__STATED GOAL__. Go through the material and write it all out exactly, minus the pictures.

>> BEGIN RECORDED DATA

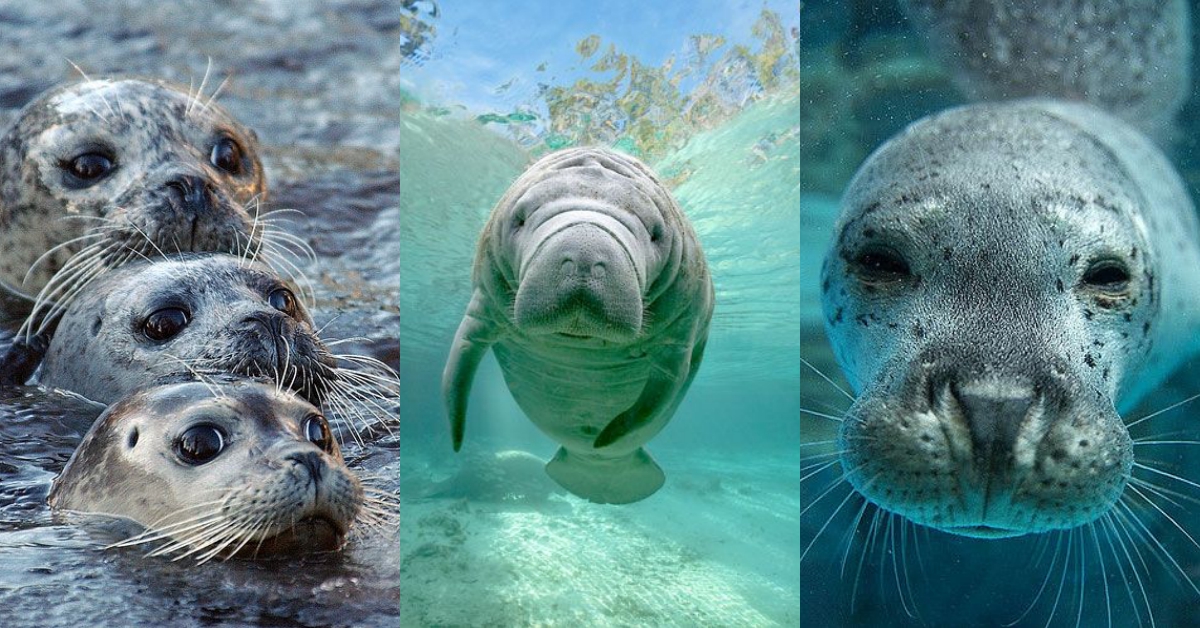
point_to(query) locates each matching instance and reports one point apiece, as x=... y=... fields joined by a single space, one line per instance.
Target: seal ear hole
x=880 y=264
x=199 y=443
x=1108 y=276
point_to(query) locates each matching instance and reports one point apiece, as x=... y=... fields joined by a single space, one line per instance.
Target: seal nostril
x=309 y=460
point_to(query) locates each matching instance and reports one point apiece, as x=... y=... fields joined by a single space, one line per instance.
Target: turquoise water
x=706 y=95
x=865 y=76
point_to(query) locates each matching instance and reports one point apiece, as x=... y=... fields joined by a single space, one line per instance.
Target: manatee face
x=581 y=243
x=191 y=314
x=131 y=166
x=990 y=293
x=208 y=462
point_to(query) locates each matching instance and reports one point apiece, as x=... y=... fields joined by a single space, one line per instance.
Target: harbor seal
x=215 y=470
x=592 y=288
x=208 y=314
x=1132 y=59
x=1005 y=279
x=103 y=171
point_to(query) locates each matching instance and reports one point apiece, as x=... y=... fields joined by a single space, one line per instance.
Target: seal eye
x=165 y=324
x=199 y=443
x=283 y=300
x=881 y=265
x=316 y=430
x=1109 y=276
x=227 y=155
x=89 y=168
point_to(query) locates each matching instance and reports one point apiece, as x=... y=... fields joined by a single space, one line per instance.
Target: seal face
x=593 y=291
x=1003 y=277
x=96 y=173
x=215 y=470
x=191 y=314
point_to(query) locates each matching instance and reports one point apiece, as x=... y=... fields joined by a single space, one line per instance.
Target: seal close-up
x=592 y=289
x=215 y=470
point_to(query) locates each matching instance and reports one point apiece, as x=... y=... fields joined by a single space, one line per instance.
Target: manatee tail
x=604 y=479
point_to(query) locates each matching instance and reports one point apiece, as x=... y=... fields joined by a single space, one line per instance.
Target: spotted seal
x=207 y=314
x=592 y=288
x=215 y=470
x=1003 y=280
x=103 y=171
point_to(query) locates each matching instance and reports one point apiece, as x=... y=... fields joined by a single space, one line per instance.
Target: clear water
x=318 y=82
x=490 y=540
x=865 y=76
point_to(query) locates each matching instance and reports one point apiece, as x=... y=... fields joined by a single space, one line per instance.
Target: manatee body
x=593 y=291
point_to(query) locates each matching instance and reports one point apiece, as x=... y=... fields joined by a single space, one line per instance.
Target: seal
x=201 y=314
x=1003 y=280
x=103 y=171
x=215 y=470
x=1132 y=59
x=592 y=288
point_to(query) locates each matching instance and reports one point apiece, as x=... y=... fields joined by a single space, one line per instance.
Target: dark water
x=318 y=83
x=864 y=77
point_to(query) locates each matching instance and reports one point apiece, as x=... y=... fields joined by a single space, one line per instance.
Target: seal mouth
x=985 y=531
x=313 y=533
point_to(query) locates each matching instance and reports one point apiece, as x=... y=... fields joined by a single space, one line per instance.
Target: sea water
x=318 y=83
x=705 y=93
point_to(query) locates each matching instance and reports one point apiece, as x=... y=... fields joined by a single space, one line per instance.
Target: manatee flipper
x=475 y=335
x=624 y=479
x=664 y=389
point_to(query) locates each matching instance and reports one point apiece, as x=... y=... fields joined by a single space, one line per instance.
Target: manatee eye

>> END RECORDED DATA

__ANSWER TO THE TASK__.
point_to(query) locates each matching instance and reports one point apiece, as x=... y=... fields joined by a single space, one line per instance.
Target: seal ear hole
x=880 y=264
x=199 y=443
x=1108 y=276
point_to(query) locates each matching instance and reports one point apiece, as x=... y=... fields joined by a single space, one line per instance.
Target: seal nostril
x=309 y=460
point_to(query) locates each matching instance and reports one point apiece, as x=... y=... fields joined by a single space, one line per instance.
Target: turquoise water
x=706 y=95
x=865 y=76
point_to(query) locates each matching instance and reports one point apiece, as x=... y=... fields joined by a single space, one line per instance.
Target: manatee face
x=581 y=243
x=191 y=314
x=131 y=166
x=990 y=293
x=208 y=462
point_to(query) locates each matching instance and reports one point apiece, as x=... y=... fields joined by a single space, one line per instance.
Target: harbor seal
x=215 y=470
x=592 y=288
x=208 y=314
x=1132 y=59
x=1005 y=279
x=103 y=171
point_to(query) locates each matching instance and reports one point apiece, as x=... y=... fields joined by a single space, one line per instance.
Target: seal eye
x=165 y=324
x=199 y=443
x=283 y=300
x=881 y=265
x=316 y=430
x=1109 y=276
x=227 y=155
x=89 y=168
point_to(query) locates each matching instance and reports one point apiece, as x=... y=... fields joined by a single space, one line per instance.
Target: seal face
x=593 y=291
x=1003 y=277
x=96 y=173
x=215 y=470
x=191 y=314
point_to(query) locates each matching instance and reports one point apiece, as x=... y=... fields joined by a single space, one line per instance.
Target: seal close-up
x=592 y=289
x=215 y=470
point_to(query) locates each matching instance and reports one point apiece, as x=... y=... fields joined by a single space, one line per instance.
Target: manatee tail
x=604 y=479
point_to(query) locates each matching instance and reports one point apiece, as x=... y=... fields joined by a single space, one line per instance.
Target: spotted seal
x=207 y=314
x=592 y=288
x=215 y=470
x=1003 y=280
x=103 y=171
point_to(query) locates each matching instance and reports one point apiece, as x=... y=... fields joined by a single space, one line per instance.
Target: clear water
x=318 y=82
x=490 y=540
x=865 y=76
point_to(query) locates each matching instance and reports one point apiece, as x=... y=... fields joined by a single space, one line per instance.
Target: manatee body
x=593 y=291
point_to(query) locates each matching instance and reports one point apiece, as x=... y=... fields joined by a single space, one line per instance.
Target: seal
x=201 y=314
x=1003 y=280
x=103 y=171
x=215 y=470
x=1132 y=59
x=592 y=288
point_to(query) locates each matching instance and reports one point apiece, as x=... y=... fields joined by a single space, one line per instance.
Target: dark water
x=318 y=83
x=864 y=77
point_to(query) locates each matching instance and reports one point apiece, as x=... y=... fields joined by a single space, one line per instance.
Target: seal mouth
x=985 y=531
x=313 y=533
point_to(query) locates each matching instance and reports one point apiece, as x=... y=... fields joined by a single space, one line per instance.
Target: sea water
x=318 y=83
x=705 y=93
point_to(query) locates each matching instance and reports one point apiece, as x=... y=... fields joined by a single space, one line per instance.
Target: manatee flipper
x=475 y=335
x=624 y=479
x=664 y=389
point_to(query) locates each matching instance and reports one point apiece, as x=... y=... fields joined by a single space, one line per instance.
Target: manatee eye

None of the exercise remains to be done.